— Görev için malzeme —
* * * * * * * * *

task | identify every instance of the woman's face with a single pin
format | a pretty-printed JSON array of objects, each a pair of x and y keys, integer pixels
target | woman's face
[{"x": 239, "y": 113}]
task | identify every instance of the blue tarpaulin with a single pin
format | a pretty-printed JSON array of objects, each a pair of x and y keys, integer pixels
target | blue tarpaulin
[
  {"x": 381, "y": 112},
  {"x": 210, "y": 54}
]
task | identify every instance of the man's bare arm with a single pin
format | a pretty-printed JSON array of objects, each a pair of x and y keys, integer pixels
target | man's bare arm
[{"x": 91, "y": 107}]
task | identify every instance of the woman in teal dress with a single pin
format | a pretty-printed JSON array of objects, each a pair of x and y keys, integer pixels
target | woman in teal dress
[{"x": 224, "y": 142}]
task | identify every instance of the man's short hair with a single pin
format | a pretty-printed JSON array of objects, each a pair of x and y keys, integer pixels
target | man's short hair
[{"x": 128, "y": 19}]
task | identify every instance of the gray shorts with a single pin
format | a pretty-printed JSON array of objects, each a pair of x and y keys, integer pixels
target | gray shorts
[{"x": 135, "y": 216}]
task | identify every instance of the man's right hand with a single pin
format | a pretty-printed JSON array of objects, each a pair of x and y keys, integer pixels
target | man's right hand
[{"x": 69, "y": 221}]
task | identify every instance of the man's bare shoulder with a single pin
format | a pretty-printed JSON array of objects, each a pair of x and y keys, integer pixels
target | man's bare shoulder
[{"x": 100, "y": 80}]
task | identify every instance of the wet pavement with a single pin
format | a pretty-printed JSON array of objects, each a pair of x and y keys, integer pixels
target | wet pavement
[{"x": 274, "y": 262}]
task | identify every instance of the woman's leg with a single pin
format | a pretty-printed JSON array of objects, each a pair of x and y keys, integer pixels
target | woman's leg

* * * * * * * * *

Yukarıdaki satırların tamamını yeniden yazın, "with a single pin" ifadesinin yerine "with one point" koyun ve geri kalan her şeyi aynen bırakın.

— Alıştırma çıktısı —
task | identify every instance of the woman's face with one point
format | a pretty-printed JSON array of objects, each a pair of x and y keys, integer pixels
target | woman's face
[{"x": 239, "y": 113}]
task | identify every instance of the blue tarpaulin with one point
format | a pretty-printed JSON array of objects, each a pair of x and y keys, integer pixels
target | blue tarpaulin
[
  {"x": 381, "y": 112},
  {"x": 210, "y": 54}
]
task | identify every instance of the man's bare arm with one point
format | a pretty-printed JSON array of objects, each a pair of x and y keys, integer pixels
target | man's bare arm
[{"x": 91, "y": 107}]
task | identify every instance of the woman in teal dress with one point
format | a pretty-printed JSON array of objects, each a pair of x and y keys, integer pixels
target | woman in teal dress
[{"x": 224, "y": 142}]
task | identify every instance of the man's short hair with one point
format | a pretty-printed JSON array of objects, each a pair of x and y keys, integer pixels
target | man's short hair
[{"x": 128, "y": 19}]
task | identify every instance of the gray shorts with one point
format | a pretty-printed JSON array of objects, each a pair of x and y keys, integer pixels
target | gray shorts
[{"x": 135, "y": 216}]
task | identify every instance of the man's right hand with one point
format | a pretty-printed JSON array of objects, each a pair of x and y keys, integer pixels
target | man's right hand
[{"x": 69, "y": 221}]
task | identify every instance of the man's bare shoulder with one point
format | a pretty-printed JSON array of objects, each a pair of x and y keys, integer pixels
target | man's bare shoulder
[{"x": 100, "y": 80}]
task | identify every instance of the wet pavement with one point
format | a pretty-printed JSON array of objects, each a pair of x and y keys, integer pixels
target | wet pavement
[{"x": 274, "y": 262}]
task | identify every instance of the woman's leg with one point
format | a pretty-printed JSON array of objects, each a pair of x and y keys, integer pixels
target | woman's leg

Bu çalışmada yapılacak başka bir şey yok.